What the exercise asks: Each entry below should be written out exactly as it is, with no pictures.

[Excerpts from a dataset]
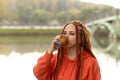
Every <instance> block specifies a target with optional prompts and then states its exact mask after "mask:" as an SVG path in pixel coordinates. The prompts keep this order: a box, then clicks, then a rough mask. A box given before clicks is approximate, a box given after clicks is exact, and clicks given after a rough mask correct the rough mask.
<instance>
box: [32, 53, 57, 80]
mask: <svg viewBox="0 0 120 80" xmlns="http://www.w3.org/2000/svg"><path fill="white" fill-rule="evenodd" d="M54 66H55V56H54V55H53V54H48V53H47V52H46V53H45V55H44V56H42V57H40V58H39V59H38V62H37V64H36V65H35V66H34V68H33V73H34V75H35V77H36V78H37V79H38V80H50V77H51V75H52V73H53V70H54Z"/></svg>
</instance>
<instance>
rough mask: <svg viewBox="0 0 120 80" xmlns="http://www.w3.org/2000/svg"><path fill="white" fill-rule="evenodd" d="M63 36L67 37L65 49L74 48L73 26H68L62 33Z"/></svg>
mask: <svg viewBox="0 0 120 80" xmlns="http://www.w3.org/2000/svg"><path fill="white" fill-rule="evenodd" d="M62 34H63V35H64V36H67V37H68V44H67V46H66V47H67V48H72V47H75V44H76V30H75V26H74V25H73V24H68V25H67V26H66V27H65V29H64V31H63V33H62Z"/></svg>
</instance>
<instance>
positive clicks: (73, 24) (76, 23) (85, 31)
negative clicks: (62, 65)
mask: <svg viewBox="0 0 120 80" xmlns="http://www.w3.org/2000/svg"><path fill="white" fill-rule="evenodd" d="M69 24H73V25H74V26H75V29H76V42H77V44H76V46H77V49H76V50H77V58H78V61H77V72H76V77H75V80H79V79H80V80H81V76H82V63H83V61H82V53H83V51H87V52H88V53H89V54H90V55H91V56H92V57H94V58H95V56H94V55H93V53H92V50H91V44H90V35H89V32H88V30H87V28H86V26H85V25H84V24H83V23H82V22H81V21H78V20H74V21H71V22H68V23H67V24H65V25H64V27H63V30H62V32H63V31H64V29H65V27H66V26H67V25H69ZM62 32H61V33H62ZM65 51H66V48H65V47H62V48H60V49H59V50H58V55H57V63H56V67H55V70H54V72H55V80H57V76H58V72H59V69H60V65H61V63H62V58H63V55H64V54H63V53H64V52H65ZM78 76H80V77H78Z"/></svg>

Answer section:
Every <instance> block specifies a target with optional prompts and then states its exact mask after "mask:" as an SVG path in pixel coordinates. The prompts keep this order: a box, then clicks, then a rough mask. A box given before clicks is approximate, a box given after clicks is exact, and clicks given after a rough mask correct the rough mask.
<instance>
box: [32, 53, 57, 80]
mask: <svg viewBox="0 0 120 80" xmlns="http://www.w3.org/2000/svg"><path fill="white" fill-rule="evenodd" d="M54 66H55V56H54V55H53V54H48V53H47V52H46V53H45V55H44V56H42V57H40V58H39V59H38V62H37V64H36V65H35V66H34V68H33V73H34V75H35V77H36V78H37V79H38V80H50V77H51V75H52V73H53V70H54Z"/></svg>
</instance>
<instance>
rough mask: <svg viewBox="0 0 120 80" xmlns="http://www.w3.org/2000/svg"><path fill="white" fill-rule="evenodd" d="M63 36L67 37L65 49L74 48L73 26H68L62 33Z"/></svg>
mask: <svg viewBox="0 0 120 80" xmlns="http://www.w3.org/2000/svg"><path fill="white" fill-rule="evenodd" d="M62 34H63V35H64V36H67V37H68V44H67V46H66V47H67V48H72V47H75V44H76V30H75V26H74V25H73V24H68V25H67V26H66V27H65V29H64V31H63V33H62Z"/></svg>
</instance>
<instance>
positive clicks: (73, 24) (76, 23) (85, 31)
negative clicks: (62, 65)
mask: <svg viewBox="0 0 120 80" xmlns="http://www.w3.org/2000/svg"><path fill="white" fill-rule="evenodd" d="M69 24H73V25H74V26H75V29H76V42H77V44H76V46H77V49H76V50H77V58H78V61H77V72H76V77H75V80H79V79H80V80H81V76H82V63H83V61H82V53H83V51H87V52H88V53H89V54H90V55H91V56H92V57H94V58H95V56H94V55H93V53H92V50H91V44H90V35H89V32H88V30H87V28H86V26H85V25H84V24H83V23H82V22H81V21H78V20H74V21H71V22H68V23H67V24H65V25H64V27H63V30H62V32H63V31H64V29H65V27H66V26H67V25H69ZM62 32H61V33H62ZM65 51H66V48H65V47H62V48H60V49H59V50H58V55H57V63H56V67H55V70H54V72H55V80H57V76H58V72H59V69H60V65H61V63H62V58H63V55H64V54H63V53H64V52H65ZM78 76H80V77H78Z"/></svg>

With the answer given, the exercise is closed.